### Required task
Change every "photo" in the lines below to "image" and keep everything else the same. Leave the pictures out of your answer.

### Data to use
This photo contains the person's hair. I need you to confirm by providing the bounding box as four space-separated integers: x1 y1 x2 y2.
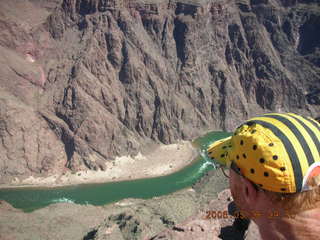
265 176 320 214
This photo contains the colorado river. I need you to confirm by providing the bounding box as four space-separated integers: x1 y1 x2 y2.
0 132 230 212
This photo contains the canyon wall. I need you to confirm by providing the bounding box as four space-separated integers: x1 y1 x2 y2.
0 0 320 183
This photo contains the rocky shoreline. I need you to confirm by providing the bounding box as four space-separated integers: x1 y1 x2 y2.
0 171 260 240
0 141 199 189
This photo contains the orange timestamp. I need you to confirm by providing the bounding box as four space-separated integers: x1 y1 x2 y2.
204 210 295 220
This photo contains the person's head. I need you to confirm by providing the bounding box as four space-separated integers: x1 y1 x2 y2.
208 113 320 217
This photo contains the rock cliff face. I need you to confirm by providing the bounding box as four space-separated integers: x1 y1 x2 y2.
0 0 320 182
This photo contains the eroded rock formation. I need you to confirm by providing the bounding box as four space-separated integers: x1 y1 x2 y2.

### Result for this task
This image contains the person's hair. I need you to confirm by providing the bounding box as four space-separated integers: x1 y1 x2 y2.
265 176 320 214
This image contains the colorado river. I need you to confirm by providing the bounding box as four space-separated integers: x1 y1 x2 y2.
0 132 230 212
This image contains the canyon wall. I need you to confirm by providing the bounding box as four space-separated integers: x1 y1 x2 y2.
0 0 320 183
This image contains the rocky shoreline. I need you to confirm by providing the bounding box as four space-separated integers: x1 y1 x2 y2.
0 171 260 240
0 141 199 189
This image contains the orange timestamp. I need you to confirm by providing the bounding box as four space-separated integers: x1 y1 x2 y2.
204 210 295 220
This image contains the person's head. I need you to confirm by providing the bounding box as four space-separated integers: x1 y1 x2 y2.
208 113 320 217
This image contains the rock cliff face. I need you to confirm by providing the bounding box as four space-separated integers: x1 y1 x2 y2.
0 0 320 182
This image contains the eroded rock formation. I need you to confirm by providing the bounding box as four space-separated integers: x1 y1 x2 y2.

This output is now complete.